------ Text provided
# Lizards > General Geckos >  New additions...

## Wizill

Went to the pet shop today, picked up a couple Mediterranean geckos... Cheech and Chong.... here's a couple pics...

Cheech...


Chong...


One more of Cheech, she's a cutie...



-Will

(renamed the geckos, bonnie and clyde were the pet shop's names)

----------

Just one question.......why?

----------


## emroul

How cute!! IF I were more into lizards, I would get me some of those. 

Thanks for sharing those adorable lil buggers :lol:
Jennifer

----------


## Wizill

just one answer..... because i wanted too.

----------

Just asking......I can't see why anyone would want any house geckos, lol. They're all WC, carry all sorts of parasites and are the most skittish lizards around.

----------


## Wizill

they're captive hatched, cute as hell, and fast enough for me.
------------
------ Supplied data
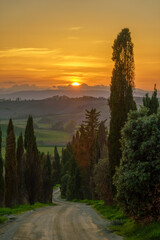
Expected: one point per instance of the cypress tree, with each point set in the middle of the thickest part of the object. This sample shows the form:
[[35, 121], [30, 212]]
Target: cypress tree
[[56, 167], [32, 164], [1, 173], [121, 98], [151, 103], [10, 168], [47, 179], [20, 169]]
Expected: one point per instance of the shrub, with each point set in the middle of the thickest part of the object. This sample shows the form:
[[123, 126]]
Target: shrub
[[137, 180]]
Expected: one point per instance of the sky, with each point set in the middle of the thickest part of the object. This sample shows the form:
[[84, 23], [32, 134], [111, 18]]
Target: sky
[[46, 43]]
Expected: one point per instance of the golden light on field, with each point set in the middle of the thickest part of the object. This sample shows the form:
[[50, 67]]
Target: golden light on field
[[75, 84]]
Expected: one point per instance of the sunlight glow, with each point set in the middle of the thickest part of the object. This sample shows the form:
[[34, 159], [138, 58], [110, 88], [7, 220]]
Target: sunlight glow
[[75, 84]]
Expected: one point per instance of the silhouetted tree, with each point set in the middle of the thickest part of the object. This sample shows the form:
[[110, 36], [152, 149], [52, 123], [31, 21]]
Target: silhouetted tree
[[47, 179], [121, 98], [56, 167], [10, 168], [151, 103], [32, 164], [20, 169], [1, 173], [137, 180]]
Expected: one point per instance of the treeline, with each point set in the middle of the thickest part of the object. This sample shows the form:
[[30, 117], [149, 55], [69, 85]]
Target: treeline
[[120, 165], [28, 175]]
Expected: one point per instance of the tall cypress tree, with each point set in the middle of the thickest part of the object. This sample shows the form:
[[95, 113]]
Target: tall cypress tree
[[47, 179], [10, 168], [121, 98], [20, 169], [1, 173], [32, 164], [56, 167]]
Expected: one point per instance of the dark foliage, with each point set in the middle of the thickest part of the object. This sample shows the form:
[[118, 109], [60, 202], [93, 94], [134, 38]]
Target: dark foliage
[[32, 164], [151, 103], [47, 179], [10, 168], [56, 167], [20, 170], [121, 97], [138, 179], [1, 173]]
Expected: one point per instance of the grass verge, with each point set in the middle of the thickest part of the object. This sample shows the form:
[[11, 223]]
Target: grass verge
[[56, 186], [3, 219], [21, 208], [127, 228]]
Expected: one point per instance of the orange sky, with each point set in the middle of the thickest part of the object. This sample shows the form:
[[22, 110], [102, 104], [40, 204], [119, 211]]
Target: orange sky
[[56, 42]]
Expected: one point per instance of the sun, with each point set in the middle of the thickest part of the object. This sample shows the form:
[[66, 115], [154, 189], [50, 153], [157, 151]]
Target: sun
[[75, 84]]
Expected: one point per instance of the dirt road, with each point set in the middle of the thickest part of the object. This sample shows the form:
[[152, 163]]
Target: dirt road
[[65, 221]]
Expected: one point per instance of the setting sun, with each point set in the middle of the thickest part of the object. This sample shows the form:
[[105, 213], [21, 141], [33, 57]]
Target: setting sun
[[75, 84]]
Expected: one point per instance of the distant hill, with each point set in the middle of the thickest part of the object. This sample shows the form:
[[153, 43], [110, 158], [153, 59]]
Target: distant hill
[[69, 91], [57, 105], [60, 106]]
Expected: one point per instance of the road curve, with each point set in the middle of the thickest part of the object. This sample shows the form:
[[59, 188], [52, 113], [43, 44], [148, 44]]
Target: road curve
[[65, 221]]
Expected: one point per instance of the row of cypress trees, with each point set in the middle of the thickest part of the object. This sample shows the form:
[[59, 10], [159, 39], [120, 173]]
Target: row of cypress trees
[[80, 157], [129, 173], [29, 175], [84, 145]]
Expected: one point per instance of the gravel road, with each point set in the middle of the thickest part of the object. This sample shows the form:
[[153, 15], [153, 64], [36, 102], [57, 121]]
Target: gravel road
[[65, 221]]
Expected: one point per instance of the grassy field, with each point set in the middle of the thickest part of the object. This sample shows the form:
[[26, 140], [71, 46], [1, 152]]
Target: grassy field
[[46, 137], [44, 149], [127, 228], [20, 209]]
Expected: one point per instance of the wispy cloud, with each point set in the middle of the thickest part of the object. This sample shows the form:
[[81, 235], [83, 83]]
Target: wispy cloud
[[76, 28], [72, 38], [16, 52]]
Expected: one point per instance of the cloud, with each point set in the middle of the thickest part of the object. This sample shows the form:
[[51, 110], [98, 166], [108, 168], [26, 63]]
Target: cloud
[[27, 52], [72, 38], [76, 28], [84, 86]]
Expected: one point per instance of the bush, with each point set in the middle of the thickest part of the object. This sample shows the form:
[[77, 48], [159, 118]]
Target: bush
[[102, 180], [138, 178]]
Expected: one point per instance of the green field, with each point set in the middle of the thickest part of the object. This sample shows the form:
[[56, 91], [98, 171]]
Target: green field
[[46, 137], [44, 149]]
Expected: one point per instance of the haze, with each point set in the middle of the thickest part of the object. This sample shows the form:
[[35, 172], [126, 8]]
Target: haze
[[58, 42]]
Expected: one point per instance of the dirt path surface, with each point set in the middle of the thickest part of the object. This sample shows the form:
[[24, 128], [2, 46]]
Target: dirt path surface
[[65, 221]]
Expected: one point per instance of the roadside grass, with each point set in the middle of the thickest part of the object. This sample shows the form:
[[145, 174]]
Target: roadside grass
[[125, 227], [22, 208], [44, 149], [3, 219], [56, 186]]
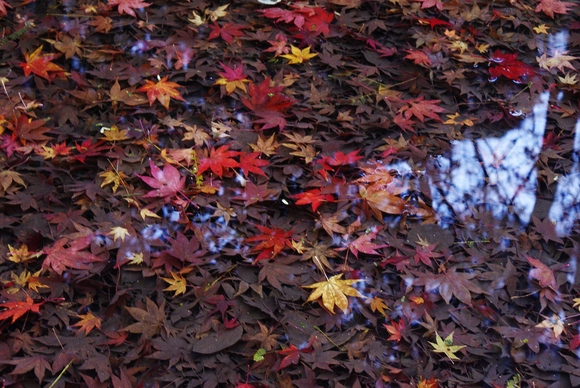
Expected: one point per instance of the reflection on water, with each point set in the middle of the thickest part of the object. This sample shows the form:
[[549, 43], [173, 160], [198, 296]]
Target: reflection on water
[[498, 172]]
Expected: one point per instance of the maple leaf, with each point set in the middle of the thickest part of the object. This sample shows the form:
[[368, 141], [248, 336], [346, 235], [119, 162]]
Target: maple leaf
[[128, 6], [555, 323], [378, 304], [421, 109], [3, 10], [150, 320], [424, 254], [177, 284], [118, 232], [334, 292], [27, 129], [162, 90], [88, 322], [167, 182], [17, 309], [227, 32], [7, 178], [41, 65], [419, 58], [218, 160], [431, 383], [509, 67], [268, 103], [446, 346], [550, 7], [395, 330], [272, 241], [60, 258], [232, 78], [298, 56], [21, 255], [292, 353], [251, 162], [314, 197], [267, 146], [363, 244], [558, 60], [431, 3], [542, 273], [113, 177]]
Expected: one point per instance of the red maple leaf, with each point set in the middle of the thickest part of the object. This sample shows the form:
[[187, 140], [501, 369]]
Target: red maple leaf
[[60, 258], [425, 254], [341, 159], [550, 7], [17, 309], [363, 244], [218, 160], [542, 273], [419, 58], [509, 67], [162, 90], [167, 182], [251, 162], [128, 6], [227, 31], [88, 148], [395, 330], [292, 353], [272, 241], [41, 65], [314, 197]]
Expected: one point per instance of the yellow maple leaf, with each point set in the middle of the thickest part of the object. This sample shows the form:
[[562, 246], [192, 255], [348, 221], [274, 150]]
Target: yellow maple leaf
------------
### Complete the following
1/ Reproduce the forum thread about the new geckos in full, word for word.
2/ Rewrite the stretch of entries from the start of the entries through the line containing "[[120, 165], [28, 175]]", replacing "shrub" with "bush" and leaving everything else unchanged. Omit the pictures from your answer.

### Written answers
1/
# Lizards > General Geckos >  New additions...

## Wizill

Went to the pet shop today, picked up a couple Mediterranean geckos... Cheech and Chong.... here's a couple pics...

Cheech...


Chong...


One more of Cheech, she's a cutie...



-Will

(renamed the geckos, bonnie and clyde were the pet shop's names)

----------

Just one question.......why?

----------


## emroul

How cute!! IF I were more into lizards, I would get me some of those. 

Thanks for sharing those adorable lil buggers :lol:
Jennifer

----------


## Wizill

just one answer..... because i wanted too.

----------

Just asking......I can't see why anyone would want any house geckos, lol. They're all WC, carry all sorts of parasites and are the most skittish lizards around.

----------


## Wizill

they're captive hatched, cute as hell, and fast enough for me.

2/
Expected: one point per instance of the cypress tree, with each point set in the middle of the thickest part of the object. This sample shows the form:
[[35, 121], [30, 212]]
Target: cypress tree
[[56, 167], [32, 164], [1, 173], [121, 98], [151, 103], [10, 168], [47, 179], [20, 169]]
Expected: one point per instance of the bush, with each point set in the middle of the thickest part of the object. This sample shows the form:
[[123, 126]]
Target: bush
[[137, 180]]
Expected: one point per instance of the sky, with each point set in the middle of the thickest part of the object. This sample shows the form:
[[84, 23], [32, 134], [111, 18]]
Target: sky
[[46, 43]]
Expected: one point per instance of the golden light on field, with each point set in the middle of the thickest part of the object. This sample shows the form:
[[50, 67]]
Target: golden light on field
[[75, 84]]
Expected: one point per instance of the sunlight glow, with each point set in the middle of the thickest part of the object. This sample shows the form:
[[34, 159], [138, 58], [110, 88], [7, 220]]
Target: sunlight glow
[[75, 84]]
Expected: one point per instance of the silhouetted tree, with each point set in the middle of the thickest part of the object. This sample shows the form:
[[110, 36], [152, 149], [52, 123], [31, 21]]
Target: silhouetted tree
[[47, 179], [121, 98], [56, 167], [10, 168], [151, 103], [32, 164], [20, 169], [1, 173], [137, 180]]
Expected: one point per instance of the treeline, with each point set in the middle of the thickest part of the object. This sample shows the form:
[[30, 117], [149, 55], [69, 85]]
Target: treeline
[[120, 165], [28, 175]]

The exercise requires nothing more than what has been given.